Can you reproduce, word for word, the part of the items below that opens with the line containing "Annotate man's ear with boxes." and closes with the line containing "[929,834,1112,863]", including both of those lines?

------------

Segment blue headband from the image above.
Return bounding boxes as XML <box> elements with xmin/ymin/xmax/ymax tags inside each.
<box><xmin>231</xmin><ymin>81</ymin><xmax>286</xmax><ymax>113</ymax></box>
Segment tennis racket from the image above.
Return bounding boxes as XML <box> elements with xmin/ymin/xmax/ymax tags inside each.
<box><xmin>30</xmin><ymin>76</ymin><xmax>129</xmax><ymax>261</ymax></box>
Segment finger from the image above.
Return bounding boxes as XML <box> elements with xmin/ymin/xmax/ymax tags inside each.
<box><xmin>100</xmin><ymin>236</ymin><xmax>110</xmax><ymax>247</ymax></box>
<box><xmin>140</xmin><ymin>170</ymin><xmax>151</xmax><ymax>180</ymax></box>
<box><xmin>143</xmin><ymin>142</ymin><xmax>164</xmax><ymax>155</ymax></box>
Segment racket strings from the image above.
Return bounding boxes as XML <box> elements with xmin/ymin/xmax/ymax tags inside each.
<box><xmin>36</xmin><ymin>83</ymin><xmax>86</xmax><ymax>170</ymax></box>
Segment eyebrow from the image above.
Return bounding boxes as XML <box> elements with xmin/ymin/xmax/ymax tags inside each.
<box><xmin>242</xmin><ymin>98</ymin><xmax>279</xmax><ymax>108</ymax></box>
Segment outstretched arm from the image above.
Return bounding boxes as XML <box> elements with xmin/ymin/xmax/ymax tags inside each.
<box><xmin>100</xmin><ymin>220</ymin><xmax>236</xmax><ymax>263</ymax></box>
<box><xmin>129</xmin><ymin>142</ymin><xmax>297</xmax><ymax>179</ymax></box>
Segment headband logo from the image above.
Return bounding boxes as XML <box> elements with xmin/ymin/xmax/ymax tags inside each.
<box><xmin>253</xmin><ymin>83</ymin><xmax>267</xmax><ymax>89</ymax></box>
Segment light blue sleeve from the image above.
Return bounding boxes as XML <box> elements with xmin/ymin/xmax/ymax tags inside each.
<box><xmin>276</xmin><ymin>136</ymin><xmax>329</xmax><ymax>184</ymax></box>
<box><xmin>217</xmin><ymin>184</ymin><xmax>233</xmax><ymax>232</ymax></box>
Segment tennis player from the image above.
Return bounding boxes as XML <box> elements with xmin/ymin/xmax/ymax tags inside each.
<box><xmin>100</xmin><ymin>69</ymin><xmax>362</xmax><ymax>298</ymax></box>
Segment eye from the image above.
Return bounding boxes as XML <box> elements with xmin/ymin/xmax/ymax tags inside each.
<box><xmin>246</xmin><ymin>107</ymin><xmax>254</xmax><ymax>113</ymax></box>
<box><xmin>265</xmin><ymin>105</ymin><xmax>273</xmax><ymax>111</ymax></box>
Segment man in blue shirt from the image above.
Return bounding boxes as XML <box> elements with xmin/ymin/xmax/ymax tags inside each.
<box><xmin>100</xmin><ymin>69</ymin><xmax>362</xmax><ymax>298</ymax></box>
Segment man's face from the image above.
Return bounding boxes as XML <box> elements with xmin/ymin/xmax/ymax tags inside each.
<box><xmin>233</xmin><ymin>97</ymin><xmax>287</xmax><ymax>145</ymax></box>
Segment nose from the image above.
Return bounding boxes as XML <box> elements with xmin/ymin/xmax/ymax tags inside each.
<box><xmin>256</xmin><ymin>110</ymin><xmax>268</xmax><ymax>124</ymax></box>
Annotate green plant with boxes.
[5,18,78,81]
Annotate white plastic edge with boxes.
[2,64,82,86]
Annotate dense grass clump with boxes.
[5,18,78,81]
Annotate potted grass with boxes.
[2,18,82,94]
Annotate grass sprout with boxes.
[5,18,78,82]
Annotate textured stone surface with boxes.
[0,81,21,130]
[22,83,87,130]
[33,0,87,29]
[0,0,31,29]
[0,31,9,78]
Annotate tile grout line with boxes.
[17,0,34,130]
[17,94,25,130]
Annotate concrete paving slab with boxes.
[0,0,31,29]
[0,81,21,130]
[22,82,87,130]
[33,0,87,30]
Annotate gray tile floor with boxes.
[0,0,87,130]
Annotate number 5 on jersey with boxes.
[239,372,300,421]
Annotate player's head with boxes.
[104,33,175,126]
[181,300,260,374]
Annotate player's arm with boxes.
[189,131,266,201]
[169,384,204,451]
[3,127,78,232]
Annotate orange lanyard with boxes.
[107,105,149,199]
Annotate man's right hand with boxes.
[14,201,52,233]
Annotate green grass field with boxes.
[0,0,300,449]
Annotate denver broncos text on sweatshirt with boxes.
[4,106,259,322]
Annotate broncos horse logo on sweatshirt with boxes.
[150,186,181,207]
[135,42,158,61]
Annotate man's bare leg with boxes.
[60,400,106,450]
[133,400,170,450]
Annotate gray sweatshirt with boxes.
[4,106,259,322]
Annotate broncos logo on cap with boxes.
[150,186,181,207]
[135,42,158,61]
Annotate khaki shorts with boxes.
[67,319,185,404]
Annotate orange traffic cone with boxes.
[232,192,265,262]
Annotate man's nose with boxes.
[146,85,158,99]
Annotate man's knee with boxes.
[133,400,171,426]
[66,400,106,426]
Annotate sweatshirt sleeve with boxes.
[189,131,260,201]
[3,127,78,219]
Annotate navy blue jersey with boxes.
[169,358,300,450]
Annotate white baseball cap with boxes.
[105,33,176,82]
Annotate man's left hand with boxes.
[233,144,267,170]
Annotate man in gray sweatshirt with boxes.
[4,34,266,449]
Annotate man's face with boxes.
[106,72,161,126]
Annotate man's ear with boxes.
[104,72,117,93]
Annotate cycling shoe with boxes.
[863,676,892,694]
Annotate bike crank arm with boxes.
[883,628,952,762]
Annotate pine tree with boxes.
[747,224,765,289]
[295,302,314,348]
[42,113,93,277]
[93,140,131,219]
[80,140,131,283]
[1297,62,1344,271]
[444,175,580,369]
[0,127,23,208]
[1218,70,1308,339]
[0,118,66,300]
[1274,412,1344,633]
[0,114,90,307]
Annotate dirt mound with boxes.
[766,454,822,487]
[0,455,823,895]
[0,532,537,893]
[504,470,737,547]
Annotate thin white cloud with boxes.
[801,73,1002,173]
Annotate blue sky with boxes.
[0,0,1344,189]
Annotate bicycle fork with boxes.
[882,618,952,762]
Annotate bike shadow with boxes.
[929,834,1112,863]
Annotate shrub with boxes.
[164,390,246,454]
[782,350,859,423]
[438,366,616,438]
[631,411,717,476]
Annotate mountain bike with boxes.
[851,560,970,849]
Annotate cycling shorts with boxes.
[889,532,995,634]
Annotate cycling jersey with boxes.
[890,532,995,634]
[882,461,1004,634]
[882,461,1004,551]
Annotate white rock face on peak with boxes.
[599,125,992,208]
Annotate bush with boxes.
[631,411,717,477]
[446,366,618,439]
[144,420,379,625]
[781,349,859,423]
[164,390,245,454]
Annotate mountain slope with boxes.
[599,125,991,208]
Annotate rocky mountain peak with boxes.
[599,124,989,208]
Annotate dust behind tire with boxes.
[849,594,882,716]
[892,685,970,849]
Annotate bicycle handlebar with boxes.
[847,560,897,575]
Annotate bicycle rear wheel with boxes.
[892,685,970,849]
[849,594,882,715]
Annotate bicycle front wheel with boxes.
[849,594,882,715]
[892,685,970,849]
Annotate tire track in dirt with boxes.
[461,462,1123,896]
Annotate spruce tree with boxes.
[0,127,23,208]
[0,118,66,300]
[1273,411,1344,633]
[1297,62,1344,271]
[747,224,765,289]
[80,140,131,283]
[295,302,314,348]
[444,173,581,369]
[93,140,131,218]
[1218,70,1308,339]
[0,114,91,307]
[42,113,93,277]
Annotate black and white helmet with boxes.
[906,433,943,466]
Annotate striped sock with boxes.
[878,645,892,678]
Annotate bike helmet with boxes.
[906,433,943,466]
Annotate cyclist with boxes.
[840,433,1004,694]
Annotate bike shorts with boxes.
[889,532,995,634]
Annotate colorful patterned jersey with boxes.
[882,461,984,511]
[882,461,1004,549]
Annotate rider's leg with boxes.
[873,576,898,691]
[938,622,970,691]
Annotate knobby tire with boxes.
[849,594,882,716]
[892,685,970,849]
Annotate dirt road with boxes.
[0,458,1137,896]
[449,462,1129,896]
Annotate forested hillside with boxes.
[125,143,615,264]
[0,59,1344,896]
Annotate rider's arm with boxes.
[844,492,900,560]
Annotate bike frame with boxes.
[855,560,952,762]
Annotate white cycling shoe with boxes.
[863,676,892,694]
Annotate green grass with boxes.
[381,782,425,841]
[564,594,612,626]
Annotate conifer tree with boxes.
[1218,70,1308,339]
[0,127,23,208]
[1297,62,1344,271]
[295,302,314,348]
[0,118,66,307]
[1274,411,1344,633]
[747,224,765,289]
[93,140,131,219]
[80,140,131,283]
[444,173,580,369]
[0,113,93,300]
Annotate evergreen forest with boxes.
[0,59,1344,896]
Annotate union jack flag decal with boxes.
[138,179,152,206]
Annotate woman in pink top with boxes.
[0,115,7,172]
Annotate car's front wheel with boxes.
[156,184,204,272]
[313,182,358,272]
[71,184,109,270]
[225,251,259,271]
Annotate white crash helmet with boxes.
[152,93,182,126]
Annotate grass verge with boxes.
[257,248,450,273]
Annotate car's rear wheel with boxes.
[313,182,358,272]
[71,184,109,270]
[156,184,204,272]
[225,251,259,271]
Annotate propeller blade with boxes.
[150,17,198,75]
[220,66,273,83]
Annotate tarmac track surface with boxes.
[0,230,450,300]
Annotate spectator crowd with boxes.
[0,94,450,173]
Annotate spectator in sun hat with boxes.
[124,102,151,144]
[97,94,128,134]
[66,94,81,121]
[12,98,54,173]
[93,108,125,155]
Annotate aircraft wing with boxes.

------------

*COMPLETE OUTPUT:*
Annotate man's ear with boxes.
[104,72,117,93]
Annotate cycling shoe with boxes.
[863,676,892,694]
Annotate bike crank arm with boxes.
[883,628,952,762]
Annotate pine tree with boxes.
[747,224,765,289]
[295,302,314,348]
[42,113,93,277]
[93,140,131,219]
[80,140,131,283]
[1297,62,1344,271]
[444,175,580,369]
[0,127,23,208]
[1218,70,1308,339]
[0,118,66,300]
[1274,412,1344,633]
[0,114,90,307]
Annotate dirt mound with boxes.
[766,454,822,487]
[0,455,823,895]
[0,532,537,893]
[504,470,737,547]
Annotate thin white cloud with boxes.
[801,73,1002,173]
Annotate blue sky with boxes.
[0,0,1344,189]
Annotate bicycle fork with boxes.
[882,618,952,762]
Annotate bike shadow with boxes.
[929,834,1112,863]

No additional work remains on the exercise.